▶
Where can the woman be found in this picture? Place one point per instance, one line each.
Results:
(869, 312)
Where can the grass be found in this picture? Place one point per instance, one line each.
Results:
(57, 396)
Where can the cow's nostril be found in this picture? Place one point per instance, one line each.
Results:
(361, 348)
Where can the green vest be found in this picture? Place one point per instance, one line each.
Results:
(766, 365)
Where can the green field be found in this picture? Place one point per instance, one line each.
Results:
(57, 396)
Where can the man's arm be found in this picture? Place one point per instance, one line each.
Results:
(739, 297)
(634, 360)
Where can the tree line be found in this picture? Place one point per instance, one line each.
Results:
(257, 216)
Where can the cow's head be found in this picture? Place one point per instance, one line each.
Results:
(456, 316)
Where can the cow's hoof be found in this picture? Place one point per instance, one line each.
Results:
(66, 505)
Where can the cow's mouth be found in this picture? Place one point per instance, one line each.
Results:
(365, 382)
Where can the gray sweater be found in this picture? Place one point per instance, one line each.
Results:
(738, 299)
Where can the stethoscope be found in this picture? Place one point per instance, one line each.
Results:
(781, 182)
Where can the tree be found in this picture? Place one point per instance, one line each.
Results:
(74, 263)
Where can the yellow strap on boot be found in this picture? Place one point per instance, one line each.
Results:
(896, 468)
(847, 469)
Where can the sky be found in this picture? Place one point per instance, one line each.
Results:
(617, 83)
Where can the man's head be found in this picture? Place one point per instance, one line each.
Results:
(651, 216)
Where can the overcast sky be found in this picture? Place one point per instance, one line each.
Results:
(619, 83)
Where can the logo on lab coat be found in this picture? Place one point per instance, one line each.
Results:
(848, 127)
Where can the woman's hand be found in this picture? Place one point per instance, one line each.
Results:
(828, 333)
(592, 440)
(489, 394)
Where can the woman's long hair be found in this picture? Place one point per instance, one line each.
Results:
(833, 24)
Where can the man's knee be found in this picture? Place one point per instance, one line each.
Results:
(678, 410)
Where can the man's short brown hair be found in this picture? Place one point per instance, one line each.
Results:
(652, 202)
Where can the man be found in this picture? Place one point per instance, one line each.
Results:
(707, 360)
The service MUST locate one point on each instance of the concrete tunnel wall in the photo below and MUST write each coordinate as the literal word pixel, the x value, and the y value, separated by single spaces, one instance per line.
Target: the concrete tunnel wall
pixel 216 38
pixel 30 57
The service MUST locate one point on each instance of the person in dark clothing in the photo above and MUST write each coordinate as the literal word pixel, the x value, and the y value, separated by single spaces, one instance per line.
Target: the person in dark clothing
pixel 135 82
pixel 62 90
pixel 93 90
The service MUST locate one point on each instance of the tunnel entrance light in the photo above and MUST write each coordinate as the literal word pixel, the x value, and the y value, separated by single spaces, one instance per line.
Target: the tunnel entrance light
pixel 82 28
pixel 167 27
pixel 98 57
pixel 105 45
◀
Assigned task: The full listing is to be written out again, exactly as shown.

Exercise solution:
Where can the woman be found in this picture? Place one point per instance, one line each.
Results:
(869, 312)
Where can the grass be found in this picture? Place one point per instance, one line each.
Results:
(57, 396)
Where can the cow's nostril be found in this picture? Place one point per instance, one line each.
Results:
(361, 348)
Where can the green vest be found in this picture? Place one point per instance, one line each.
Results:
(766, 365)
Where can the green field be found in this picture? Place one point per instance, one line each.
Results:
(57, 396)
Where can the man's arm be found in this picture? Place one point per instance, one line each.
Results:
(739, 297)
(634, 360)
Where can the tree line be found in this picture? Place one point per instance, one line each.
Results:
(257, 216)
Where can the cow's head be found in this picture? Place one point per instance, one line each.
Results:
(456, 316)
Where can the cow's hoof be found in this picture? Place one point per instance, one line each.
Results:
(66, 505)
Where can the cow's mouth be found in this picture? Place one point per instance, one line each.
Results:
(365, 382)
Where can the gray sweater be found in this picture? Place one point per instance, one line each.
Results:
(738, 299)
Where can the stethoscope be found in this picture? Place one point per instance, one line each.
Results:
(781, 182)
Where can the tree be found in this picture? Place one point per instance, one line each.
Results:
(74, 263)
Where can the yellow strap on boot be found in this picture? Place one point per instance, one line each.
Results:
(896, 468)
(847, 469)
Where can the sky be found in this picture? Place one point per instance, one line each.
Results:
(617, 83)
Where can the man's head be found in this picture? Place one point per instance, one line each.
Results:
(651, 216)
Where can the overcast sky be found in this picture? Place one point per instance, one line each.
Results:
(619, 83)
Where can the logo on lab coat be found in this picture? Place one point per instance, one line each.
Results:
(848, 127)
Where can the woman's hand be found in this picture? Place one point per instance, one line each.
Results:
(828, 333)
(592, 440)
(489, 394)
Where can the woman's long hair be found in this picture? Place one point per instance, one line each.
Results:
(833, 24)
Where can the man's knee be found in this picture? Place one point per instance, one line each.
Results:
(678, 410)
Where can the man's short brown hair be found in this picture? Place one point per instance, one line each.
Results:
(652, 202)
Where can the man be found in this picture? Place one point per instance, one line each.
Results:
(707, 360)
The service MUST locate one point on each instance of the concrete tunnel wall in the photo below and MUST write each coordinate as the literal word pixel, the x value, and the y value, separated by single spaces, one instance per line.
Target: the concrete tunnel wall
pixel 216 38
pixel 30 57
The service MUST locate one point on each instance of the person in dark clothing in the photo above and MUST write each coordinate as the literal word pixel, the x value, and the y value, separated by single spaces, one instance per line.
Target: the person in dark clothing
pixel 135 82
pixel 62 90
pixel 93 90
The service MUST locate one point on each instance of the tunnel entrance light in the photo above and MUST write each coordinate as the literal word pixel, the x value, and the y value, separated by single spaces, one instance per line.
Target: the tunnel entrance light
pixel 82 28
pixel 167 27
pixel 98 57
pixel 105 45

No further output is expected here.